■ Stated task: Retype the listing that follows, word for word.

[begin Record set]

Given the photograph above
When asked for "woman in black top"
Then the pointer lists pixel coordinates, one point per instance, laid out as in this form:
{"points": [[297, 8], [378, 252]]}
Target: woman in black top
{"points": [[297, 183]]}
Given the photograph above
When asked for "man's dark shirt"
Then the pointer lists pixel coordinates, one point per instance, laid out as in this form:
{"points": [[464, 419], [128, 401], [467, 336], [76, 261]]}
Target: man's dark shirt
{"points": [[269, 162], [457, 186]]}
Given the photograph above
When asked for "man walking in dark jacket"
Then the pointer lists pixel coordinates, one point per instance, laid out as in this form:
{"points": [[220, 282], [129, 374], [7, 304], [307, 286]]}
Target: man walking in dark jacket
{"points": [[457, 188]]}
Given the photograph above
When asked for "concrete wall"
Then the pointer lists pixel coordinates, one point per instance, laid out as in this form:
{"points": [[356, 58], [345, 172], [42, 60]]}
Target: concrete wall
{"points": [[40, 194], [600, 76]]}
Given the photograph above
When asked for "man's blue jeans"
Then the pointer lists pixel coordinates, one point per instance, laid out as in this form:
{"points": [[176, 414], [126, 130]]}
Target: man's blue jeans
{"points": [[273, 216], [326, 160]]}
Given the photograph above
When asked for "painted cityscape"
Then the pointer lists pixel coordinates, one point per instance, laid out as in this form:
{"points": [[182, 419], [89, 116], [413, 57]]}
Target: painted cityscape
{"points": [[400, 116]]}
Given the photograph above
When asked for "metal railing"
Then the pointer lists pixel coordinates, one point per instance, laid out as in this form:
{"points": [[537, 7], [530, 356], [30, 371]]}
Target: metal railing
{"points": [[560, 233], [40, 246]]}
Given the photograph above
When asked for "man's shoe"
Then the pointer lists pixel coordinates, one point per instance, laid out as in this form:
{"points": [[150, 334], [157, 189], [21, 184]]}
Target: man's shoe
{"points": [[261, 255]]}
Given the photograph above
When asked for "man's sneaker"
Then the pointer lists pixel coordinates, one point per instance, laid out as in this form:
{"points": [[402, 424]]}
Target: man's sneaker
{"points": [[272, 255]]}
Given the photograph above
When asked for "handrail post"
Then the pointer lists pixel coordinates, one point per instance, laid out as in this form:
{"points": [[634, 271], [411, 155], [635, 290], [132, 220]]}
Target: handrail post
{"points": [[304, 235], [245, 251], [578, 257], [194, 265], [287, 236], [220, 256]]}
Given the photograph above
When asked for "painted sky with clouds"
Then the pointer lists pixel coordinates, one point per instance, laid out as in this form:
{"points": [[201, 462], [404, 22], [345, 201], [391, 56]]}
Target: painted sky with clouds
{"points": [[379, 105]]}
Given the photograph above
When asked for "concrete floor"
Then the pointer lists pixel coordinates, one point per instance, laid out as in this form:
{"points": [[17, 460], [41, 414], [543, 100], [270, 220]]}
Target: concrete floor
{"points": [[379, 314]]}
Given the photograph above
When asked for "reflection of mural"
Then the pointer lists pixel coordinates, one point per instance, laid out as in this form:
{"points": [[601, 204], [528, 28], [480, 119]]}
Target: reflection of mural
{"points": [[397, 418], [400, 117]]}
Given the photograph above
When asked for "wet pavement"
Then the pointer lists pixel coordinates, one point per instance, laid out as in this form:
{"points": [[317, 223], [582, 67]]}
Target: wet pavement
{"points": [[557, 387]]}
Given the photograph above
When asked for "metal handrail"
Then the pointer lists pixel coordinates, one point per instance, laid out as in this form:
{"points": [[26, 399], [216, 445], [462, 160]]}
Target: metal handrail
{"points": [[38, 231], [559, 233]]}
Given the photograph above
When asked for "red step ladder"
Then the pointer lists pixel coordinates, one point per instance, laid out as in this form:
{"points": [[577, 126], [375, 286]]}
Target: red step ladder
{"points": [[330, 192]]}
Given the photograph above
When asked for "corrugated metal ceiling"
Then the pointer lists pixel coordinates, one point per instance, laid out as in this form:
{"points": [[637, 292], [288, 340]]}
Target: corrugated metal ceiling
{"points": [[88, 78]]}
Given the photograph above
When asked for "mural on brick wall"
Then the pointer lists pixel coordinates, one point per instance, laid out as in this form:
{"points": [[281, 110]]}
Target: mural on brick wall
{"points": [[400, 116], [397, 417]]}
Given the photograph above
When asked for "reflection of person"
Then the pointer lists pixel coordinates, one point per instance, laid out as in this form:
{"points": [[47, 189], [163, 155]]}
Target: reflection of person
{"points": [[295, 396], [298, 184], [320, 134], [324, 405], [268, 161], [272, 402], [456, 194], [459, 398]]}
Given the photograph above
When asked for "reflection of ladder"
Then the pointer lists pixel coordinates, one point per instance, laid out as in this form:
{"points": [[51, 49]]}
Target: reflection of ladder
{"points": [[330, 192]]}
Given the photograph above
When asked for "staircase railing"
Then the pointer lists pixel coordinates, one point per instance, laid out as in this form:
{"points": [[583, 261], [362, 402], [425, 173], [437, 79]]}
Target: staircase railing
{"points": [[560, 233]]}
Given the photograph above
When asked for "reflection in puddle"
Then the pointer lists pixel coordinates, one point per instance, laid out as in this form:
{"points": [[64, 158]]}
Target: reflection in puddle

[end Record set]

■ Expected answer:
Given the photograph above
When asked for "woman in black top"
Then the pointer lists pixel coordinates, one point per instance, laid out as in this form:
{"points": [[297, 8], [378, 252]]}
Target: woman in black top
{"points": [[297, 183]]}
Given the photograph above
When asked for "man's dark shirt"
Then the pointer lists pixel coordinates, one point per instance, laid out as in this form:
{"points": [[464, 419], [128, 401], [467, 336], [76, 261]]}
Target: man's dark shirt
{"points": [[269, 162], [457, 186]]}
Given the photograph above
When asked for "man walking in dark jacket"
Then the pointer lists pixel coordinates, one point per instance, laid out as in this form:
{"points": [[220, 282], [129, 374], [7, 304], [307, 286]]}
Target: man walking in dark jacket
{"points": [[457, 188]]}
Given the photograph above
When asked for "concrete wall"
Then the pointer lists pixel coordinates, one point per instance, laid out as in this form:
{"points": [[356, 58], [345, 172], [42, 60]]}
Target: concrete wall
{"points": [[40, 194], [600, 76]]}
Given the photograph above
When asked for "man's blue jeans"
Then the pointer lists pixel coordinates, one point per instance, laid out as in this form:
{"points": [[176, 414], [126, 130]]}
Target: man's blue jeans
{"points": [[273, 216], [326, 160]]}
Given the photograph above
When asked for "painted cityscape"
Then the pointer lists pixel coordinates, one point per instance, laid out as in this form:
{"points": [[182, 419], [89, 116], [413, 57]]}
Target: painted cityscape
{"points": [[400, 116]]}
Given the photograph above
When asked for "metal railing"
Then the pointer lists pixel coordinates, one point per instance, laid out as in this form:
{"points": [[537, 7], [530, 356], [30, 371]]}
Target: metal railing
{"points": [[560, 233], [40, 246]]}
Given the photograph above
When asked for "man's shoe"
Then the pointer lists pixel coordinates, one point per instance, laid out as in this form:
{"points": [[150, 334], [157, 189], [21, 184]]}
Target: man's shoe
{"points": [[261, 255]]}
Given the photograph above
When asked for "man's sneaker"
Then the pointer lists pixel coordinates, one point per instance, laid out as in this form:
{"points": [[402, 424]]}
Target: man's sneaker
{"points": [[272, 255]]}
Given the photograph above
When asked for "handrail post"
Then the pointer lists pixel coordinates, one point per instance, laid out as in this form:
{"points": [[634, 271], [411, 155], [635, 290], [132, 220]]}
Target: handrail post
{"points": [[304, 235], [245, 251], [578, 257], [194, 265], [287, 236], [220, 256]]}
Given the photograph above
When asked for "painted sky with clouds"
Then the pointer lists pixel coordinates, one point per instance, laid out as in this form:
{"points": [[201, 462], [404, 22], [345, 201], [391, 56]]}
Target: painted sky with clouds
{"points": [[379, 105]]}
Given the photograph above
When asked for "concrete floor"
Then the pointer lists pixel coordinates, one point per instance, laid out as in this form:
{"points": [[17, 460], [41, 414], [543, 100], [270, 220]]}
Target: concrete floor
{"points": [[379, 314]]}
Given the photograph above
When asked for "reflection of mural"
Then the pointer lists pixel coordinates, one point per instance, laid out as in this form:
{"points": [[601, 204], [528, 28], [480, 119]]}
Target: reflection of mural
{"points": [[397, 418], [400, 117]]}
Given the photograph above
When asked for "wet pavement"
Then the pointer lists pixel coordinates, one point per instance, laid out as in this form:
{"points": [[317, 223], [582, 67]]}
Target: wet pavement
{"points": [[557, 387]]}
Given the photograph above
When asked for "metal handrail"
Then the pointer lists pixel coordinates, one point per instance, laid out as in this form:
{"points": [[26, 399], [216, 445], [462, 160]]}
Target: metal handrail
{"points": [[38, 231], [559, 233]]}
Given the photograph above
When asked for "red step ladder"
Then the pointer lists pixel coordinates, one point per instance, laid out as in this form:
{"points": [[577, 126], [375, 286]]}
Target: red step ladder
{"points": [[330, 192]]}
Given the photograph above
When asked for "corrugated metal ceiling"
Then the pointer lists pixel coordinates, one point per instance, laid out as in this form:
{"points": [[637, 292], [288, 340]]}
Target: corrugated metal ceiling
{"points": [[88, 78]]}
Given the photograph above
When asked for "mural on brick wall"
Then the pointer lists pixel coordinates, one point per instance, laid out as in this form:
{"points": [[281, 110]]}
Target: mural on brick wall
{"points": [[400, 116], [397, 417]]}
Given the photograph above
When asked for "reflection of person"
Then the pointer lists pixel coordinates, one point per instance, laid out as in this form:
{"points": [[47, 189], [163, 155]]}
Target: reflection of person
{"points": [[295, 396], [298, 184], [320, 134], [324, 405], [268, 161], [272, 402], [456, 194], [459, 398]]}
Given the photograph above
When asked for "reflection of ladder"
Then the pointer lists pixel coordinates, one point per instance, laid out as in this form:
{"points": [[51, 49]]}
Target: reflection of ladder
{"points": [[330, 192]]}
Given the photograph above
When asked for "staircase railing"
Then the pointer lists pixel coordinates, one point per instance, laid out as in this form:
{"points": [[583, 261], [362, 402], [425, 173], [437, 79]]}
Target: staircase railing
{"points": [[560, 233]]}
Given the photograph above
When asked for "reflection in puddle"
Then the pointer lists pixel coordinates, one point per instance, laid out as in this form:
{"points": [[64, 158]]}
Target: reflection in puddle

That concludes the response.